(Stored data entries)
--------------------------------------------------

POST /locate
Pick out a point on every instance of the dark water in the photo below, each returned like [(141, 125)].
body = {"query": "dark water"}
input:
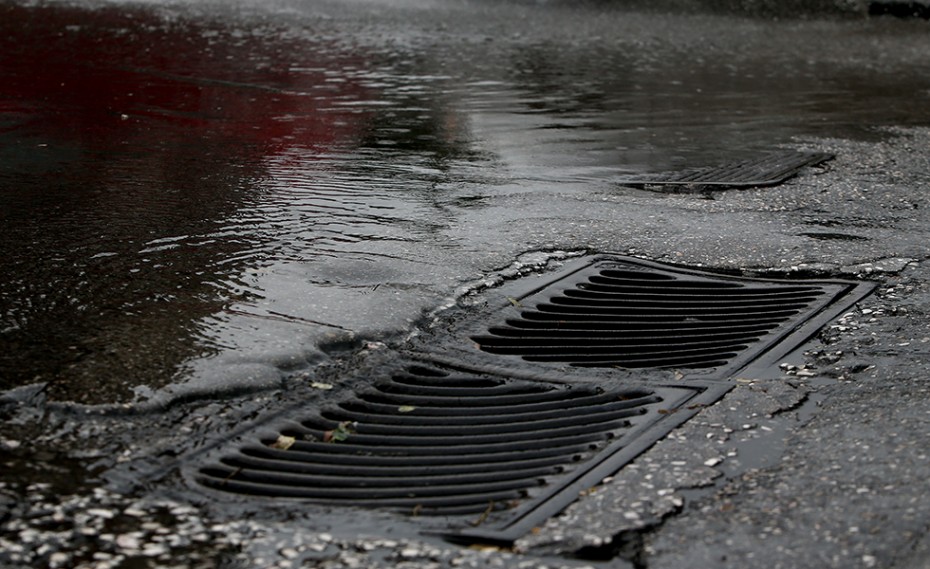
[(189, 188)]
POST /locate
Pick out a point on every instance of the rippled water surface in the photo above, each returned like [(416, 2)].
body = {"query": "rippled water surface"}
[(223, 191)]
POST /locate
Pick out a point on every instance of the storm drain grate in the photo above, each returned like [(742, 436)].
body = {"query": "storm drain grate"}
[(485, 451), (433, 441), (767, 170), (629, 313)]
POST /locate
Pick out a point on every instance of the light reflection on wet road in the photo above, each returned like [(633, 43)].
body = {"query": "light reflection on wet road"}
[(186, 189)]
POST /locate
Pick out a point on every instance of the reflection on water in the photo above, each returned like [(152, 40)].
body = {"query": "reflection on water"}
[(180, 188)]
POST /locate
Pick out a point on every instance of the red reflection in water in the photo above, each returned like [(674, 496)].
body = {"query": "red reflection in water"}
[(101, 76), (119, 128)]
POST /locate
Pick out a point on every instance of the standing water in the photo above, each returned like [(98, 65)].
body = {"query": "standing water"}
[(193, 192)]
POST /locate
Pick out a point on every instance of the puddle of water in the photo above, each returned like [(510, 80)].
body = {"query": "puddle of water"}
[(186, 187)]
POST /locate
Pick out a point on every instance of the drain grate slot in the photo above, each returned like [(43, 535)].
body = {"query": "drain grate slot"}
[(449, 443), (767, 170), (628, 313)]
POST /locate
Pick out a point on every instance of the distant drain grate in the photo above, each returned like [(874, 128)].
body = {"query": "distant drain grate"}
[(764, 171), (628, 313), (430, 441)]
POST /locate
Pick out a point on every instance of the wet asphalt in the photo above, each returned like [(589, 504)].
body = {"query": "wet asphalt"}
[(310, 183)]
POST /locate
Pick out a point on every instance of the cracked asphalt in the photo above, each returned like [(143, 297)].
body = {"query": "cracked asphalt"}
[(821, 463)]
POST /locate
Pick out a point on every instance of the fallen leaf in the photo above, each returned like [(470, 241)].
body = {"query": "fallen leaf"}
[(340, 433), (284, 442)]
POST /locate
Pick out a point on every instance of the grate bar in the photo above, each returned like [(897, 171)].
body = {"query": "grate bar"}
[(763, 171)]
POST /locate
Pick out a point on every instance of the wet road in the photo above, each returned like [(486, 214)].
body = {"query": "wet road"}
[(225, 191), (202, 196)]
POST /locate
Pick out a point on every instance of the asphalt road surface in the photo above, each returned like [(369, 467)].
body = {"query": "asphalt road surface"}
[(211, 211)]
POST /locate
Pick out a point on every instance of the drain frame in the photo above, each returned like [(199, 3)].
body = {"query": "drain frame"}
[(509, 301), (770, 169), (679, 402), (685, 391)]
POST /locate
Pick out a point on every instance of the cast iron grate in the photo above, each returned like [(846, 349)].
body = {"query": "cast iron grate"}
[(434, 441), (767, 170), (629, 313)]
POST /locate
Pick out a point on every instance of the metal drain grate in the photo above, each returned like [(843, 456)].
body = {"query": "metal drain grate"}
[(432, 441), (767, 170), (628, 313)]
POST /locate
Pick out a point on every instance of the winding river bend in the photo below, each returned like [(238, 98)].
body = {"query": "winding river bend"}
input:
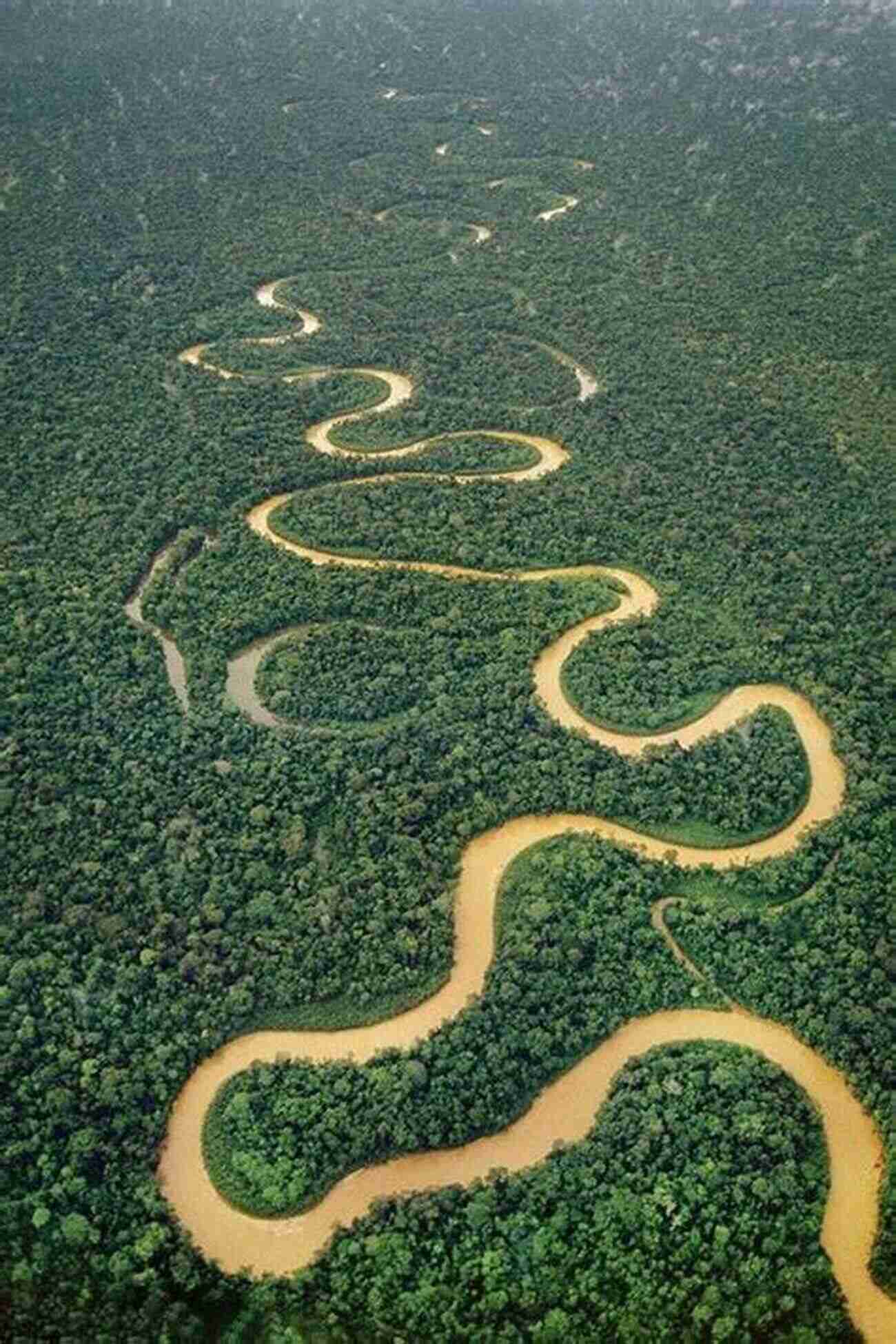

--------------------------------------------------

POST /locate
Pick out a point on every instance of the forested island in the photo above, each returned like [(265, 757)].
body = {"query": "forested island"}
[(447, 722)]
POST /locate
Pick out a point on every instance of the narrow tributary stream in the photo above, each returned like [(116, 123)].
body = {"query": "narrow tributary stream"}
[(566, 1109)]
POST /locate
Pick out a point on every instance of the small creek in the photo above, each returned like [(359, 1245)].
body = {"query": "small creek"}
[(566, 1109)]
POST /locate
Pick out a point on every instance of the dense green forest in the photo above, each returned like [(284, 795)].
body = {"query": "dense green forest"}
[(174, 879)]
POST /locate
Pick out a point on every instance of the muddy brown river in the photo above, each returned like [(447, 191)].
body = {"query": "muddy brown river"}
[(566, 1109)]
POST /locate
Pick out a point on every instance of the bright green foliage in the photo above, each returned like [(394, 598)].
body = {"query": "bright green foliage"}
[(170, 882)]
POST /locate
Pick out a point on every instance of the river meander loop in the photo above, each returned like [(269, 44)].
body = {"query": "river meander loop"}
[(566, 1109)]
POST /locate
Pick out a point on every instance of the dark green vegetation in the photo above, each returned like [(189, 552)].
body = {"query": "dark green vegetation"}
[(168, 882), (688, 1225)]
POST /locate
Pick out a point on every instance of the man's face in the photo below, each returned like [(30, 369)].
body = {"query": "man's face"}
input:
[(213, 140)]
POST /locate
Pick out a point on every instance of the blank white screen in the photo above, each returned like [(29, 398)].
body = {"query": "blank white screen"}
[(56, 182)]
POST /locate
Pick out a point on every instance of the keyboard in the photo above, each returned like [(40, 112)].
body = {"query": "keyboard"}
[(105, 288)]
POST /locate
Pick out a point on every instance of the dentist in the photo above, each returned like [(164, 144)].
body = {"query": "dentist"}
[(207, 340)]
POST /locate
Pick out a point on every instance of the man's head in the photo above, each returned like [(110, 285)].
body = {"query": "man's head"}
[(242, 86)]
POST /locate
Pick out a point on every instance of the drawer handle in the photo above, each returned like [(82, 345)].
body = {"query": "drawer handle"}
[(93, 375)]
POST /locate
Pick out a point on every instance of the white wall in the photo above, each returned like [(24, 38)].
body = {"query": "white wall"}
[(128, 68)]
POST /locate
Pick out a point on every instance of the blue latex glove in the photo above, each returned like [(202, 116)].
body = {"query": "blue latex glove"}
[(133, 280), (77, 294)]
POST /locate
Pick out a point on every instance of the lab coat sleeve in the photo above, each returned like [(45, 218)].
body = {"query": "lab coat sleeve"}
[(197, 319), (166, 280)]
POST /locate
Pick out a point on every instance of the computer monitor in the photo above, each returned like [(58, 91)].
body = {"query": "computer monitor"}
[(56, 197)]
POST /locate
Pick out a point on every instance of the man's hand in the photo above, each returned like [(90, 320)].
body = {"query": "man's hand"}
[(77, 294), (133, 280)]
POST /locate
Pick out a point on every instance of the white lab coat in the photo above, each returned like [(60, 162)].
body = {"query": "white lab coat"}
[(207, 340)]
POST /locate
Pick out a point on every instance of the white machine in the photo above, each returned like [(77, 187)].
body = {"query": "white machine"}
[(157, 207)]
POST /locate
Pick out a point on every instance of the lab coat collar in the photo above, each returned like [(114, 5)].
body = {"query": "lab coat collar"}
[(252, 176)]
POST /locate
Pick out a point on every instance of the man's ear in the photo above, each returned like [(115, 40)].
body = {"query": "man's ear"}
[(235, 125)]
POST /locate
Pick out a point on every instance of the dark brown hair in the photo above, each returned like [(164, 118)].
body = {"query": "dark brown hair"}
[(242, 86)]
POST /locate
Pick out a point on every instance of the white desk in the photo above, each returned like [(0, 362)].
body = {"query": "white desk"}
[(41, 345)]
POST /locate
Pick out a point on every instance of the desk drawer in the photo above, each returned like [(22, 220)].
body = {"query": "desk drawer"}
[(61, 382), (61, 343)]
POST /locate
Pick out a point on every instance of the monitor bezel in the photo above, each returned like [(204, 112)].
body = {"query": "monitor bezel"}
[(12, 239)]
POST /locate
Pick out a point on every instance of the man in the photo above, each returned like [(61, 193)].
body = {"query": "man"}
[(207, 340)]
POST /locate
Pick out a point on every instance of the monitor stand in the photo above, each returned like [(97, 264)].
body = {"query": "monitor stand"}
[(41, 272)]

--------------------------------------------------

■ **TASK DESCRIPTION**
Which lines above hold the string "winding"? Copy each of them.

■ **ANSWER TO THE EXERCISE**
Pick out a point on every instance of the winding river bend in the photo below, each returned like [(238, 98)].
body = {"query": "winding river bend"}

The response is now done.